**WHAT IS NEEDED**:
Print exactly the lines below between the line holding "Task | locate the roofline" and the line holding "Task | locate the window grid", inclusive, and nothing more.

Saved entries

***

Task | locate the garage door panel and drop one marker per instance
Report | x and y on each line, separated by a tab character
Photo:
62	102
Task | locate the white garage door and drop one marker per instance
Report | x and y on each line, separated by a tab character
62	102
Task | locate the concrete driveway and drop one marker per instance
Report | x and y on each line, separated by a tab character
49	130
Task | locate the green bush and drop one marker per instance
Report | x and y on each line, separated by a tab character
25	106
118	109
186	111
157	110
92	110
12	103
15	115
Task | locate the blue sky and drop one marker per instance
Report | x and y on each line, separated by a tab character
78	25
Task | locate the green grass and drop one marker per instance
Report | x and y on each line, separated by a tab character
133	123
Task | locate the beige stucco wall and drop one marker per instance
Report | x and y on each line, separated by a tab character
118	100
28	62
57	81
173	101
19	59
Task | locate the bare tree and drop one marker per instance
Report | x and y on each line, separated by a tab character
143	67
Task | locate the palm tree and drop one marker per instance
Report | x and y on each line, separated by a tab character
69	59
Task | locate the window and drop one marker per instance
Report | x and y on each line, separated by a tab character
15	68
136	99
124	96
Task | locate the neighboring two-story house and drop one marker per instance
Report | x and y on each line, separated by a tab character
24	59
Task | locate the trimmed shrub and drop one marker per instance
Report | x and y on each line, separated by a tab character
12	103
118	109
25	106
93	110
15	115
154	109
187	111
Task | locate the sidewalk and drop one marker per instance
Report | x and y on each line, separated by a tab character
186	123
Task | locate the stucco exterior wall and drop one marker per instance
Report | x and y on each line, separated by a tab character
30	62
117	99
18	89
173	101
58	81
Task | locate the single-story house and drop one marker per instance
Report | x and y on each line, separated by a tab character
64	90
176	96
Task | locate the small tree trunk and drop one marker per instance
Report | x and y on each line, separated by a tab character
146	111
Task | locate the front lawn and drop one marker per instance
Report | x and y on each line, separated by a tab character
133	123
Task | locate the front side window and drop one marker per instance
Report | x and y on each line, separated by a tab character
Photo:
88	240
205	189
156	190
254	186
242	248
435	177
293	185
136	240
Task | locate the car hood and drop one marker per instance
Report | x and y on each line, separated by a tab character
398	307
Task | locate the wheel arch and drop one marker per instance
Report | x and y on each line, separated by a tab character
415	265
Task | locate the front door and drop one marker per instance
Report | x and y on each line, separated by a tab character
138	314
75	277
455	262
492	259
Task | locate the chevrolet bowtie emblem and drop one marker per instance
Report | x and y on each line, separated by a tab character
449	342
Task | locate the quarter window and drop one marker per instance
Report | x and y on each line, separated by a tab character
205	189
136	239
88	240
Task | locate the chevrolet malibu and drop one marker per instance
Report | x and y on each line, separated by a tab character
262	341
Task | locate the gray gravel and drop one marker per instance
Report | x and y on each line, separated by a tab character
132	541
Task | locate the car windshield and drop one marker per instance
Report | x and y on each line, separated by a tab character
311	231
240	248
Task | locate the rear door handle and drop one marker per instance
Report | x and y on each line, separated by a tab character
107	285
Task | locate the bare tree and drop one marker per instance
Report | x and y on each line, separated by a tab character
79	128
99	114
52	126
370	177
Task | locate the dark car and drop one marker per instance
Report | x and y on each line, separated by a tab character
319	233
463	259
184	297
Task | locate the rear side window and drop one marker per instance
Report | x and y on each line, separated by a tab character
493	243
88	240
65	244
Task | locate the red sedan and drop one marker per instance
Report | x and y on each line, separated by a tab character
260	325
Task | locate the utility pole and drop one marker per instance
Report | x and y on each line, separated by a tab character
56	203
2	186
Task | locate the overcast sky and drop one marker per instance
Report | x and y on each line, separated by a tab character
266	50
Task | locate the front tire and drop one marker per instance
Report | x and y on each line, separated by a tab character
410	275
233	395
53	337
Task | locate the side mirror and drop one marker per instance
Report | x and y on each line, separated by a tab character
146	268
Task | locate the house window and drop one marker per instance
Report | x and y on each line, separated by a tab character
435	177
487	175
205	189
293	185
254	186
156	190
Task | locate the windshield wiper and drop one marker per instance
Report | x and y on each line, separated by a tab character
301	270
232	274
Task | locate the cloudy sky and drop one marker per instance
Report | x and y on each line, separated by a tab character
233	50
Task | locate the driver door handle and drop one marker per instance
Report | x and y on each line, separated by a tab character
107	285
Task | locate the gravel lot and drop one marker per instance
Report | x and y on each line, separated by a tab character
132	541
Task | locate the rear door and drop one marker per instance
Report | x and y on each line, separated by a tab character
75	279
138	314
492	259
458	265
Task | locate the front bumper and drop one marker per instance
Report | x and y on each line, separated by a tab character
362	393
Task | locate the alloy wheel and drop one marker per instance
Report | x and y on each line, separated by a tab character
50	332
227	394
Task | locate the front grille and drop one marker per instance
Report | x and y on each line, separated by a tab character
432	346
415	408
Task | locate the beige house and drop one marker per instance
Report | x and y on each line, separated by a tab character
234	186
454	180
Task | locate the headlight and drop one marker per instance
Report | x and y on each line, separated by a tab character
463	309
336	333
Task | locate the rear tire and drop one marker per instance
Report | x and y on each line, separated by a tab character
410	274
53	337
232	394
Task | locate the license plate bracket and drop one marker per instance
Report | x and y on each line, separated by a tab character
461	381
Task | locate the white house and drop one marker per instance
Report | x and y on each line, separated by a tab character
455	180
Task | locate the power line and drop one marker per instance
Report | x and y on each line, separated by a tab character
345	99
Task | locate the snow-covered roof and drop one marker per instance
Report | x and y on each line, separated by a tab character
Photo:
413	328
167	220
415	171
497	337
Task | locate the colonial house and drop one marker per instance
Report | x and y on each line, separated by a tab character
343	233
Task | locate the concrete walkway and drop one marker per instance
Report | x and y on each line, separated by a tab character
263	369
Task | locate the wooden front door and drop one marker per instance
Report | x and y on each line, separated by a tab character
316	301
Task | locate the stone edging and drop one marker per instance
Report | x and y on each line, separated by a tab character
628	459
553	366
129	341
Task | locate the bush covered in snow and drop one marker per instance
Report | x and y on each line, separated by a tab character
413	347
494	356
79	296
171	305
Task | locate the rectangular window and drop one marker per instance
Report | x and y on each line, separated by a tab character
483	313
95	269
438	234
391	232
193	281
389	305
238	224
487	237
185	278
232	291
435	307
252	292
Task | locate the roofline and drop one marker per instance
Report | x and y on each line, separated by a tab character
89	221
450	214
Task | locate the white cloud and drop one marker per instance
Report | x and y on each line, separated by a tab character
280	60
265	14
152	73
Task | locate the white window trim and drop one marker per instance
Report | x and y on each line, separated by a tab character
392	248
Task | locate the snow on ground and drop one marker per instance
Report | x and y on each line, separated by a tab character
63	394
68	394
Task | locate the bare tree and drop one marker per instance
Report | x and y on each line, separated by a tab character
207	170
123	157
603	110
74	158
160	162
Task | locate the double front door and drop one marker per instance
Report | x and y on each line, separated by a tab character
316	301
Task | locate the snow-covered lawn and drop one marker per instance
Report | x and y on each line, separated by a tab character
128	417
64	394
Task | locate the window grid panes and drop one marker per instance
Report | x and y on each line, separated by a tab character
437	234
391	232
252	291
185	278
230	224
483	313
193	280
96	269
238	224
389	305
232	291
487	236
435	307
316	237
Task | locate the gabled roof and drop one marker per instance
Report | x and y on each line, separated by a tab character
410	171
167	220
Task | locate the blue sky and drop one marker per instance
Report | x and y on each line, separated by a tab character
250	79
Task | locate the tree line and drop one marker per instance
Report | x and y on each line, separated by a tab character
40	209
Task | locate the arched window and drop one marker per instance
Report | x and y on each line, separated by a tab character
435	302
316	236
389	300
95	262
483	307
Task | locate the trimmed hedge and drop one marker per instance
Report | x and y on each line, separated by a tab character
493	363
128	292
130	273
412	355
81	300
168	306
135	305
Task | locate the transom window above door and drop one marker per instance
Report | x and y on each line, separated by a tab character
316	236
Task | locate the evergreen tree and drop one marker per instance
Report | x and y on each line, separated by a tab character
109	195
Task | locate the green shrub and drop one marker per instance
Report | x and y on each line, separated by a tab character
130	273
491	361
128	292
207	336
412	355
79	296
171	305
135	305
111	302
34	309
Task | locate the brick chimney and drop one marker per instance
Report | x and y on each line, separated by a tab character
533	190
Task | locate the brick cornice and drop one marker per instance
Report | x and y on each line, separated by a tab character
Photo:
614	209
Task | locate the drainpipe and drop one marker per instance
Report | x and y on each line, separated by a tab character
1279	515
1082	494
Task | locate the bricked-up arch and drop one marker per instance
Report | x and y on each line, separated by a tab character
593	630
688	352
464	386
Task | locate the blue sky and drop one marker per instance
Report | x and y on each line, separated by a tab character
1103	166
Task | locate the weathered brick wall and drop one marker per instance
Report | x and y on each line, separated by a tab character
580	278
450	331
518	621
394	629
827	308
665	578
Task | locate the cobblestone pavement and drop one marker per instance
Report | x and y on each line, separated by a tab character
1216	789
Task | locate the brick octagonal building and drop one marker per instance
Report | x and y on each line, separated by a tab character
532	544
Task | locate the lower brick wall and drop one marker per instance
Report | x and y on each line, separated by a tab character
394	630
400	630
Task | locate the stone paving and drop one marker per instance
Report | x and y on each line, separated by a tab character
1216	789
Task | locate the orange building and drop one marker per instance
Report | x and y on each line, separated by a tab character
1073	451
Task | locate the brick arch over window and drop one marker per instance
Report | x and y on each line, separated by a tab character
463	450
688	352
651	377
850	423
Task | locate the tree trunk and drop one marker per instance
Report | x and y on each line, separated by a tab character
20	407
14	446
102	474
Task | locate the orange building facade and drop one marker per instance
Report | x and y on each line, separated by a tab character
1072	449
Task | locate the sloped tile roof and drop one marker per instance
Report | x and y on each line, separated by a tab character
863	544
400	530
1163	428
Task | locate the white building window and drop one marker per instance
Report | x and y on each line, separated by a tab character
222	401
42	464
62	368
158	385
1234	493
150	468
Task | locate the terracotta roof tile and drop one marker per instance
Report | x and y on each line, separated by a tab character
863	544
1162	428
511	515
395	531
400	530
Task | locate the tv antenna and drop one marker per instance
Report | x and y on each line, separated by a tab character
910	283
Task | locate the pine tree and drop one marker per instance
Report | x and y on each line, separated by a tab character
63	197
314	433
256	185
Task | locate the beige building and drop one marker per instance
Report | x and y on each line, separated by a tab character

***

**EXERCISE ANSWER**:
Task | locate the roofline and drop one marker per instance
Report | x and y on each line, separated by a tab character
89	221
450	214
Task | locate the white cloud and drop one marker per instance
Report | x and y on each line, separated by a tab character
280	60
265	14
152	73
Task | locate the white window trim and drop one marker per instance
Report | x and y on each line, separated by a tab character
392	248
Task | locate the snow on ground and drop one marker per instance
Report | x and y on each line, separated by a tab character
63	394
68	394
Task | locate the bare tree and drop one marker per instance
Report | x and y on each line, separated by a tab character
207	170
123	157
603	110
74	158
160	162
Task | locate the double front door and drop one marker per instance
Report | x and y on each line, separated by a tab character
316	301
Task | locate the snow-covered lawn and drop one marker per instance
Report | x and y on each line, separated by a tab character
128	417
64	394
Task | locate the window grid panes and drop one marker per instance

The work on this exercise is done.